Rilancio è una parola che si intona con lo spirito dello sport, in cui c’è sempre un’altra partita da giocare, anche dopo la sconfitta più bruciante, e il suo inserimento nell’acronimo della società fondata ad agosto 2017 da Pietro Sciotto sembrava essere di buon auspicio per consentire, finalmente, anche ai tifosi biancoscudati di tornare a vivere il calcio con gioia e con il dolce sapore della vittoria. Le belle prestazioni del Messina nella stagione conclusa a maggio, sembravano preludere alla costruzione di una squadra capace di far tornare l’entusiasmo nella piazza, ma, invece, dopo solo 5 giornate di campionato, ecco di nuovo l’amarissimo gusto della sconfitta, anzi della umiliazione, non solo in campo, ma anche fuori, con un ambiente dilaniato da fazioni, sempre più minuscole, e la vergogna di un impianto da 42.000 posti, chiuso al pubblico perché non c’è nemmeno unità di intenti per rendere possibile la presenza dei tifosi sugli spalti, evento normale in quasi tutti gli altri campi del girone.  

Ecco che, parlare solo di Messina-Acireale 0-3 diventa, paradossalmente, un sollievo, rispetto allo spettacolo deprimente offerto dal contorno. Ed allora, occorre partire da chi appare essere il principale imputato per il rendimento deficitario offerto dall’Acr in questi primi 5 turni, con 4 punti all’attivo, 13 gol subiti e 5 segnati: Pietro Infantino (voto 4), che, però non ha la responsabilità delle mancate decisioni o del carosello di tecnici, direttori sportivi, potenziali manager contattati,  incaricati o scaricati dal presidente Sciotto in questi ultimi 5 mesi; ed il tecnico di Cammarata non ha nemmeno tutte le colpe sulle scelte dei calciatori di una rosa assortita secondo almeno due progetti tattici diversi, ma soprattutto carente di carattere, determinazione, cattiveria, in una parola di quella fame che è ingrediente indispensabile per primeggiare nel torneo di serie D.

Tutto ciò premesso, Infantino ha dimostrato di non avere il carisma e la capacità di scuotere i senatori di questo insieme di elementi non ancora diventato gruppo né tantomeno squadra, e nemmeno di dare fiducia ai più giovani. Un esempio di quest’ultima difficoltà è data dalle prestazioni del portiere Meo (ieri 5), messosi in mostra nel torneo precedente come uno dei più promettenti numeri uno nella categoria, passato attraverso una estate travagliata, non solo per motivi fisici, e adesso troppo altalenante tra interventi di pregio ed errori pesanti, come in occasione del raddoppio acese.  La difesa, in un modulo come il 4-3-3, deve avere elementi coordinati tecnicamente e dotati fisicamente come centrali e due laterali pronti sia in fase propositiva che di copertura. Dascoli (5) e Cimino (5) sembrano decisamente fuori contesto, il primo non riesce a prendere le misure ad un Madonia straripante, il secondo fa fare un figurone a Leotta, mentre sia Porcaro (5) che Russo (5) crollano dopo che la squadra rimane in dieci al 66’, vivendo quasi 30 minuti, incluso il recupero, da incubo, dopo l’uscita dal campo di un ottimo Bellomonte per il castigamatti Manfrellotti, autore di una doppietta su un totale di 5 palloni toccati, a voler esagerare.
━━━━━━━━━━━━━━━━━━━━
- Indicazioni e requisiti -
Per favore, ricopia senza modifiche il passo dell'articolo su Messina-Acireale che comincia con "Ecco che, parlare" e finisce con "di serie D.".

- Elenco -
━━━━━━━━━━━━━━━━━━━━
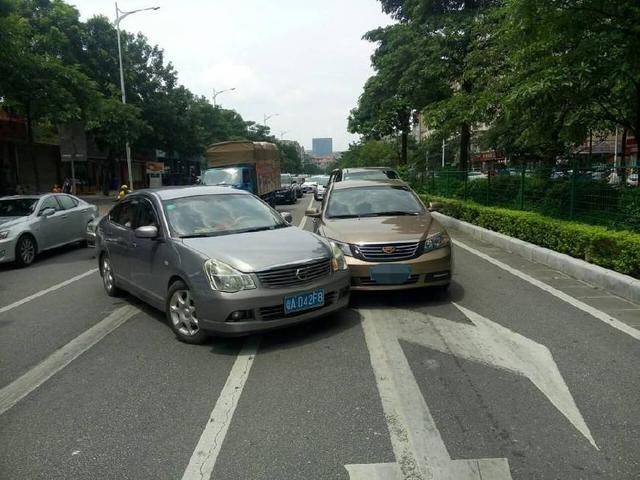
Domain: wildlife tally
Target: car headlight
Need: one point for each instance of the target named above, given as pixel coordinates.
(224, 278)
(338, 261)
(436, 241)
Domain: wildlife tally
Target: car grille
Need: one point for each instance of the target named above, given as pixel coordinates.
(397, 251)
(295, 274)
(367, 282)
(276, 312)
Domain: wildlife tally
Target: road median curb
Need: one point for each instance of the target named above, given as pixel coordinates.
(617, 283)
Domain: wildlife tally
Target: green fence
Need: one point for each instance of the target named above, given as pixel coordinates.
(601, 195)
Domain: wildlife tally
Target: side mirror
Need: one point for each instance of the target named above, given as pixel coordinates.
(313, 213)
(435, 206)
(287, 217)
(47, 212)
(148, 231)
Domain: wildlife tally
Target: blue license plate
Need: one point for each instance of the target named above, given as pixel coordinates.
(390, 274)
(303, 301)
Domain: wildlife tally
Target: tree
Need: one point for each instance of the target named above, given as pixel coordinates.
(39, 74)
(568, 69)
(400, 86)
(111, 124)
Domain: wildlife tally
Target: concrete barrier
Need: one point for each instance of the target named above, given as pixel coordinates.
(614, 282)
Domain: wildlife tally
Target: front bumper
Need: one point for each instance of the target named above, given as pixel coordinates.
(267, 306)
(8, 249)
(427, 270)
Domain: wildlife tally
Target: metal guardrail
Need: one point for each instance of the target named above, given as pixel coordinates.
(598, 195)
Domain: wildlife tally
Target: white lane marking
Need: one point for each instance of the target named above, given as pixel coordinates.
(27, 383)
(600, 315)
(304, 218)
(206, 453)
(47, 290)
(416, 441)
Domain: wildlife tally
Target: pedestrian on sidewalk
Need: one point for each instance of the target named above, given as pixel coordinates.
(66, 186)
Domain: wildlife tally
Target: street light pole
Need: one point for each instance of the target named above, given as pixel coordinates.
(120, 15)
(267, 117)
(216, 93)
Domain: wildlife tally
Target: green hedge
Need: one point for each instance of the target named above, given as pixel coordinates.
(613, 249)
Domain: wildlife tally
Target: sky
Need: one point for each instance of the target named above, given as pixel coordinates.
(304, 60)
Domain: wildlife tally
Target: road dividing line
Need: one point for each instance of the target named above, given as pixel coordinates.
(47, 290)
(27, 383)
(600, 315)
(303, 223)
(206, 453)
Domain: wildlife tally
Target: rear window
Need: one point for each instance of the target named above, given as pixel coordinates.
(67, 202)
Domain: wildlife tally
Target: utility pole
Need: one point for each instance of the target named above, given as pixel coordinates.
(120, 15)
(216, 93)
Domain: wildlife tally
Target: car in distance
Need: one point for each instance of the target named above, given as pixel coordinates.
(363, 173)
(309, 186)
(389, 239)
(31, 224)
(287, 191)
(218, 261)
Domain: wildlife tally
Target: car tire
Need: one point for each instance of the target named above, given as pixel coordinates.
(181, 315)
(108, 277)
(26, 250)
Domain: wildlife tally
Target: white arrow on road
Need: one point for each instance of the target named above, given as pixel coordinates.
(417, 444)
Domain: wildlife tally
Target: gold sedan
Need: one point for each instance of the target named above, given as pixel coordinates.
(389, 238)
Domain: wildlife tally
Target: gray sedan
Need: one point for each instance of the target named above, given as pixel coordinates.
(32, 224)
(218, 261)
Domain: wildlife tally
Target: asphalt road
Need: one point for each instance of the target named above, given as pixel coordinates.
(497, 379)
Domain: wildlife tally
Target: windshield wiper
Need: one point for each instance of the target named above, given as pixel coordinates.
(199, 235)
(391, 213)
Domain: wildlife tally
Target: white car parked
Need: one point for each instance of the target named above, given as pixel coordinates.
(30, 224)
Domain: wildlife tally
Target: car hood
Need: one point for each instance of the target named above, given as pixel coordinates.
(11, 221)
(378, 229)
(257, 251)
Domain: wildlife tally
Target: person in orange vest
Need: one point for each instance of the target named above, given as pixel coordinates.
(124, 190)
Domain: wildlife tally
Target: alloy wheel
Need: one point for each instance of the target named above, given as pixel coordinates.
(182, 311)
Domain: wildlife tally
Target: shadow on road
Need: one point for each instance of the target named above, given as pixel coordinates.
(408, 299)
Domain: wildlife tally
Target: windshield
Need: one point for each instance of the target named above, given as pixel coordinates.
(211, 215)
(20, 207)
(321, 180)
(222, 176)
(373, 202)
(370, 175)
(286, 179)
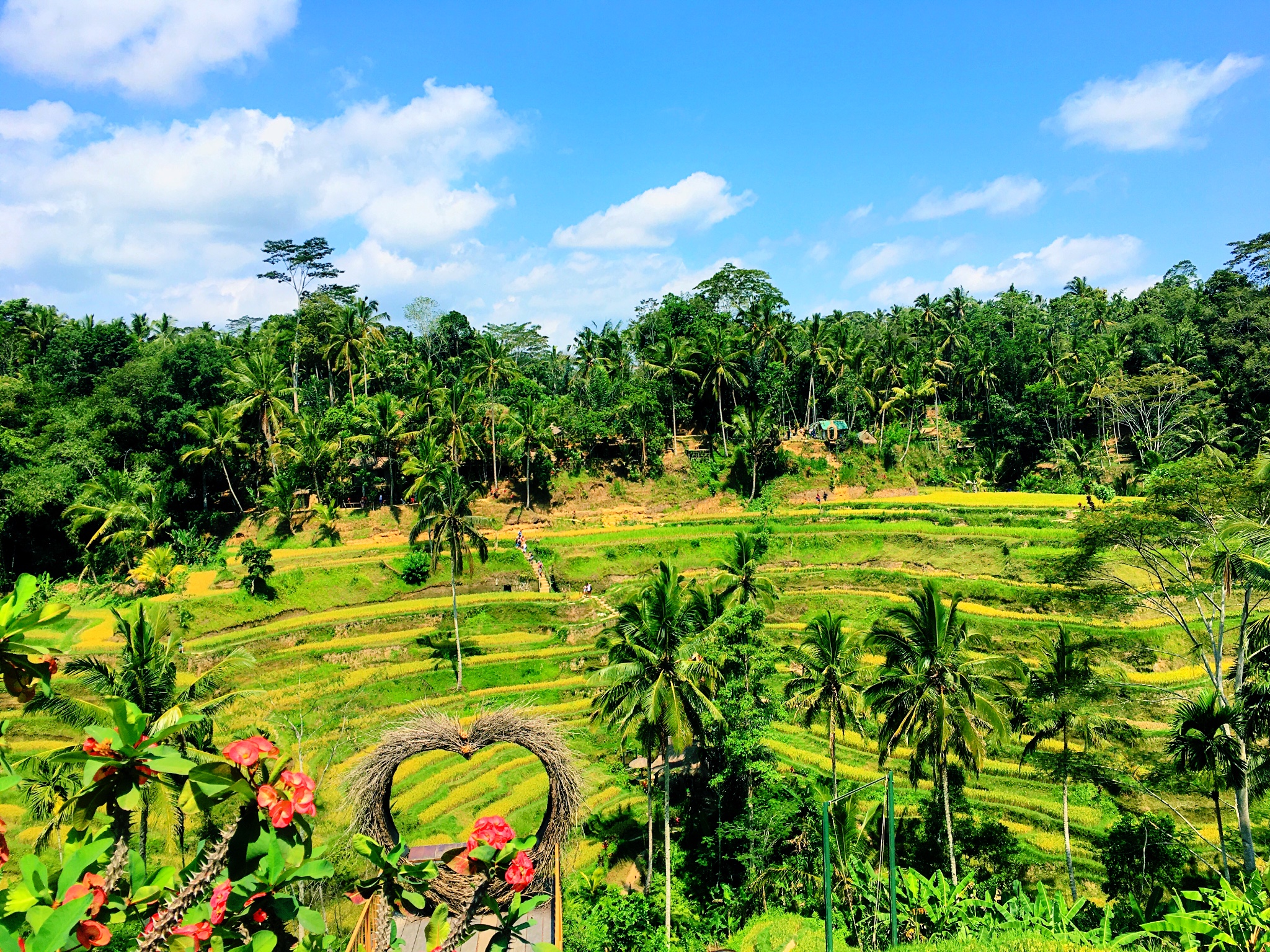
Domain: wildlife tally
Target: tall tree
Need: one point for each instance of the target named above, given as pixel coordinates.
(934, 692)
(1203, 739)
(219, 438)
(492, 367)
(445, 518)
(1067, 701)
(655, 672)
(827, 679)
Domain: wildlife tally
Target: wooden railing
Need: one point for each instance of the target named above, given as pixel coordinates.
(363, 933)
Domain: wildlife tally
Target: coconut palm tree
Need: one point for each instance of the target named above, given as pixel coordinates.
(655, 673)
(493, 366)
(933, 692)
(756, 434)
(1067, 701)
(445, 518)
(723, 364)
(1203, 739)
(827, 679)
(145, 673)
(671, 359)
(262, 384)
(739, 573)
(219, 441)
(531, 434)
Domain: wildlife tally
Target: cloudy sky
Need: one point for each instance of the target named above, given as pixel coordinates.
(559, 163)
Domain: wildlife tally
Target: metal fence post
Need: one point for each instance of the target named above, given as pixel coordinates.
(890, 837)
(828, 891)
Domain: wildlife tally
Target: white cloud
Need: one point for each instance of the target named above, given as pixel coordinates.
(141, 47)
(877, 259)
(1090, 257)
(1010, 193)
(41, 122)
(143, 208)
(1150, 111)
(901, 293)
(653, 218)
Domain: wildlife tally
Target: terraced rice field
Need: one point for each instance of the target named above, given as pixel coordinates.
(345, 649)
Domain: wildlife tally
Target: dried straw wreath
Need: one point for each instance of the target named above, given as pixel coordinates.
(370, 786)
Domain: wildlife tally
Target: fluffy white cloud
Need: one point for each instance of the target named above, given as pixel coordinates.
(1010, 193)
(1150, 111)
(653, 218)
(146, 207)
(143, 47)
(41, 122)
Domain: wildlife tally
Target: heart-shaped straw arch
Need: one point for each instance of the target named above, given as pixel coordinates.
━━━━━━━━━━━━━━━━━━━━
- Esercizio svolto -
Ecco che, parlare solo di Messina-Acireale 0-3 diventa, paradossalmente, un sollievo, rispetto allo spettacolo deprimente offerto dal contorno. Ed allora, occorre partire da chi appare essere il principale imputato per il rendimento deficitario offerto dall’Acr in questi primi 5 turni, con 4 punti all’attivo, 13 gol subiti e 5 segnati: Pietro Infantino (voto 4), che, però non ha la responsabilità delle mancate decisioni o del carosello di tecnici, direttori sportivi, potenziali manager contattati,  incaricati o scaricati dal presidente Sciotto in questi ultimi 5 mesi; ed il tecnico di Cammarata non ha nemmeno tutte le colpe sulle scelte dei calciatori di una rosa assortita secondo almeno due progetti tattici diversi, ma soprattutto carente di carattere, determinazione, cattiveria, in una parola di quella fame che è ingrediente indispensabile per primeggiare nel torneo di serie D.